[Data entries]
==================================================
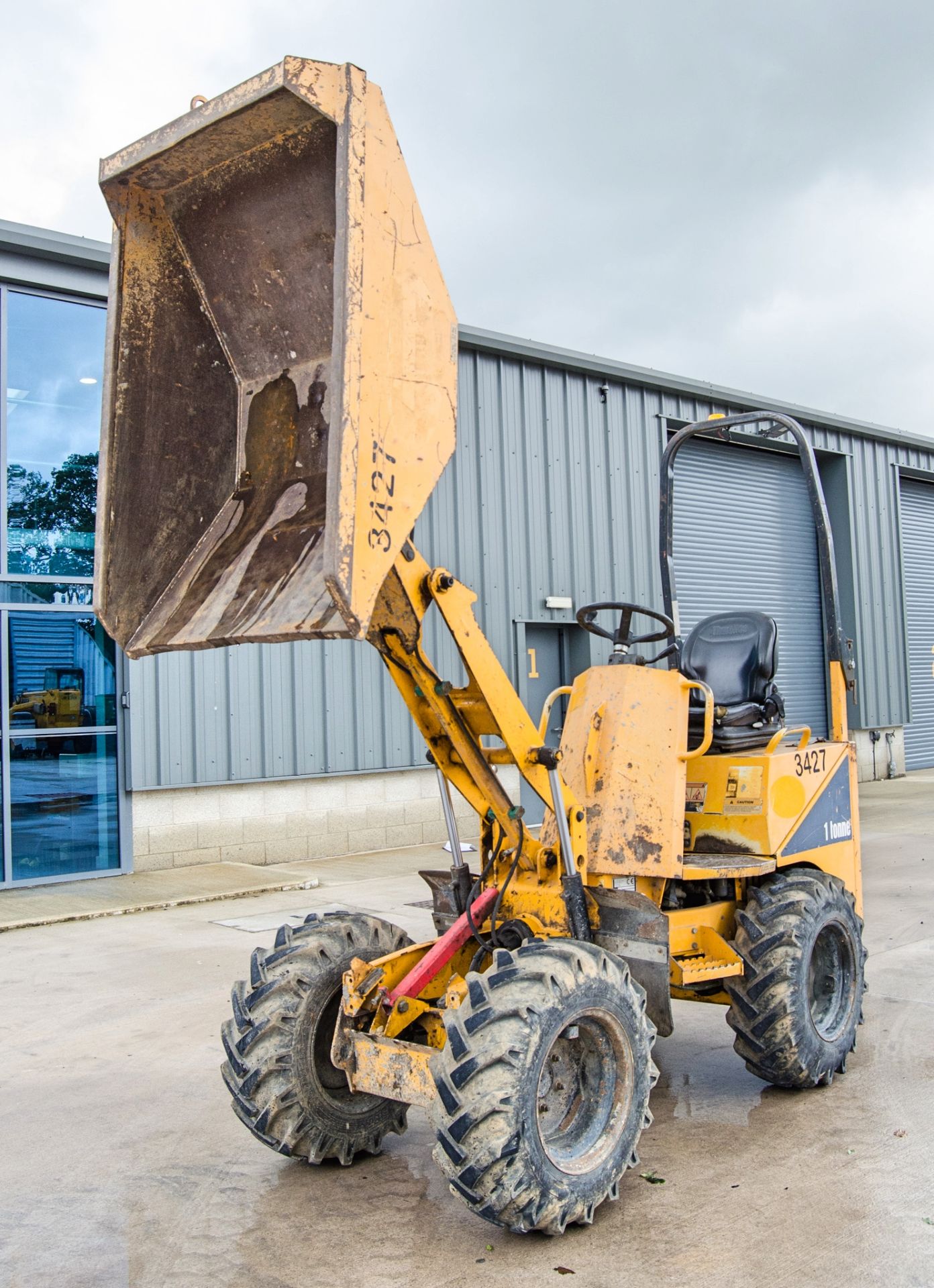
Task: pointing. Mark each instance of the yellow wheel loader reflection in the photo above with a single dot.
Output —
(280, 405)
(58, 705)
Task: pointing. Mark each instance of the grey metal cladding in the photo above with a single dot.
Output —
(918, 557)
(552, 491)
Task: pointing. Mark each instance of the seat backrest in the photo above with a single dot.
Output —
(736, 655)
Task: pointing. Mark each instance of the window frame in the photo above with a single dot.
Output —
(7, 607)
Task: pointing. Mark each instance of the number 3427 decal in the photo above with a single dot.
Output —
(811, 761)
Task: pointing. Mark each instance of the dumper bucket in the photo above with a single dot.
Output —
(281, 372)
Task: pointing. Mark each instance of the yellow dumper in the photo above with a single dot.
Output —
(280, 403)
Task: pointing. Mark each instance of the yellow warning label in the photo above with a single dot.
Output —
(743, 790)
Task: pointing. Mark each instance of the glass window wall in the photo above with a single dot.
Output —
(58, 739)
(54, 358)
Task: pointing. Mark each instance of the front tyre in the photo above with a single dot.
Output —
(278, 1067)
(796, 1008)
(544, 1085)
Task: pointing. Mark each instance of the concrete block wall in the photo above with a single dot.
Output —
(297, 818)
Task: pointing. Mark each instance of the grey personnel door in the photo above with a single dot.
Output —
(546, 663)
(745, 540)
(918, 557)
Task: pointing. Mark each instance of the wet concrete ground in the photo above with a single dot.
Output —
(121, 1162)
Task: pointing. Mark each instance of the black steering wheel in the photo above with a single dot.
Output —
(621, 637)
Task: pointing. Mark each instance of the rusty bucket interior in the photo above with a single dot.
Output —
(281, 374)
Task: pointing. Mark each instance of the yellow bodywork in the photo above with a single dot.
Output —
(50, 708)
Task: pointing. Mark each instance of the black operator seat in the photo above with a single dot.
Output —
(736, 655)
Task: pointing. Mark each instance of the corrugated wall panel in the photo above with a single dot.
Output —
(553, 490)
(918, 557)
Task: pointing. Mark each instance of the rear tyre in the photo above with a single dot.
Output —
(278, 1067)
(544, 1085)
(796, 1008)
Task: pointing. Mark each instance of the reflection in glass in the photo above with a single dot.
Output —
(53, 417)
(62, 676)
(46, 593)
(64, 803)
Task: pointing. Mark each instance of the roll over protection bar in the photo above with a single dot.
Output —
(772, 424)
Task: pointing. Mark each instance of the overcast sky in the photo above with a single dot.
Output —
(731, 191)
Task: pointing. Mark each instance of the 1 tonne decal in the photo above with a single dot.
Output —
(830, 820)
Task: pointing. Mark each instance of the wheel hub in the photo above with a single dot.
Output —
(831, 982)
(585, 1087)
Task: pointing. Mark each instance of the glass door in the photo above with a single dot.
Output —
(61, 778)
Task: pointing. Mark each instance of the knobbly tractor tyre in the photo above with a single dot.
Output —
(796, 1008)
(544, 1085)
(278, 1067)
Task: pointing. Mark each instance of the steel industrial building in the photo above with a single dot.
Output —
(280, 753)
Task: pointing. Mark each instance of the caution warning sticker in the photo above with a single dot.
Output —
(694, 796)
(743, 790)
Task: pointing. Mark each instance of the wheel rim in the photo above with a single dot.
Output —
(585, 1091)
(831, 981)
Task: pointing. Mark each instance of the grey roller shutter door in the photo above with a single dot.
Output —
(745, 540)
(918, 558)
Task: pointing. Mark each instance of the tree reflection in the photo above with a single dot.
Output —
(50, 522)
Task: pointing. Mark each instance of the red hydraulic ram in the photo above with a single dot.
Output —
(442, 950)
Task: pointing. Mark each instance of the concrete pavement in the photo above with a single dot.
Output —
(121, 1162)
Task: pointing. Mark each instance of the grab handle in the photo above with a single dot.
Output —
(547, 708)
(692, 754)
==================================================
» **WRITTEN EXERCISE**: Restate the data above exactly, stripping out each image.

» **SOLUTION**:
Task: pointing. Mark each instance of the yellow wheel loader reflection in the photo above with a single dot.
Output —
(280, 405)
(58, 705)
Task: pointing. Mark each instance of the grey metal cladding in the photo above with a single dot.
Output —
(918, 557)
(552, 491)
Task: pointing. Mark each instance of the seat backrest in the photo above with a single dot.
Output —
(736, 655)
Task: pointing. Mark each instance of the window frame in the photo above with a single dot.
Output —
(7, 607)
Task: pointing. Mark each instance of the number 3427 decal in the photo above with a single dot.
Output —
(811, 761)
Task: pointing. Mark each instance of the dumper bucket in the photo above with a single dot.
Output —
(281, 372)
Task: pointing. Mark each instance of the yellow dumper in the photo above with a single dot.
Output —
(280, 403)
Task: pointing. Mark each instance of the yellow warning label in the photo above with a single dot.
Output —
(743, 790)
Task: pointing. Mark each instance of the glass window wall in the photo above with a single dot.
Output —
(58, 739)
(54, 358)
Task: pointing. Mark each instance of the front tyre in the photo above with a single dot.
Output —
(278, 1067)
(796, 1008)
(544, 1085)
Task: pointing. Mark each instance of the concrete block wall in the photo above with a single dot.
Output —
(297, 818)
Task: pointing. Mark each instance of the grey personnel door in the photo above with a single dot.
Output —
(546, 663)
(745, 540)
(918, 557)
Task: pointing. Mark each instance of the wet concrete ground in the photo above with a single dot.
Output —
(121, 1162)
Task: pointing. Mark each instance of the black steering wheel in the photo above with a single dot.
Output —
(621, 637)
Task: pointing. Mark each instance of the rusty bucket interior in the photo above with a single dot.
Output —
(281, 374)
Task: pointing. Mark each instance of the yellow bodywork in the photo above with a single dot.
Output —
(50, 708)
Task: pointing. Mark each instance of the black operator seat in the photo above with a single dot.
Output —
(736, 655)
Task: pointing. Mark each instance of the corrugated wall panel in the photo above with a single dot.
Output —
(553, 490)
(918, 557)
Task: pointing. Mark each instance of the rear tyre in the photo above with a single dot.
Output —
(278, 1067)
(544, 1085)
(796, 1008)
Task: pointing. Mark each instance of the reflection in glass in the photo above with a single dot.
Output —
(53, 417)
(62, 676)
(46, 593)
(64, 803)
Task: pointing. Mark each instance of the roll over protection bar in the photo above with a single dot.
Output —
(772, 424)
Task: pointing. Mark each instance of the overcast sky in the photo above with a single dot.
Output —
(731, 191)
Task: pointing. Mark each instance of the 1 tonne decal in the photo above with a single dot.
Output —
(830, 820)
Task: pointing. Mark each instance of the wheel hub in the photo above with a single dot.
Output —
(831, 982)
(585, 1087)
Task: pointing. Mark each instance of the glass door in the photo above with a single dot.
Output —
(61, 778)
Task: pointing. Mark each instance of the knobbly tractor tyre in the photo above with a single dot.
Output —
(796, 1008)
(544, 1085)
(278, 1067)
Task: pointing. Mark each instance of the steel industrial building in the photo above with a single dot.
Output —
(280, 753)
Task: pointing. Mark each instance of the caution warning sticker in the photo above with a single dot.
Output —
(694, 796)
(743, 790)
Task: pointing. Mark each instance of the wheel rim in the photo above with a single dot.
Output —
(585, 1091)
(831, 981)
Task: pointing. Mark each instance of the grey roller shutter door in the photo above with a single dot.
Output —
(745, 540)
(918, 558)
Task: pointing. Mark each instance of the tree reflection in the photo above with a single dot.
Output —
(50, 522)
Task: pointing. Mark each instance of the red hydraulic ram in the photo above with a single dot.
Output —
(442, 950)
Task: pointing. Mark each instance of the concrete pavement in the photo above with a single dot.
Output —
(121, 1162)
Task: pointing. Mark each instance of the grab handle in the photo above with a single dot.
Output —
(547, 708)
(692, 754)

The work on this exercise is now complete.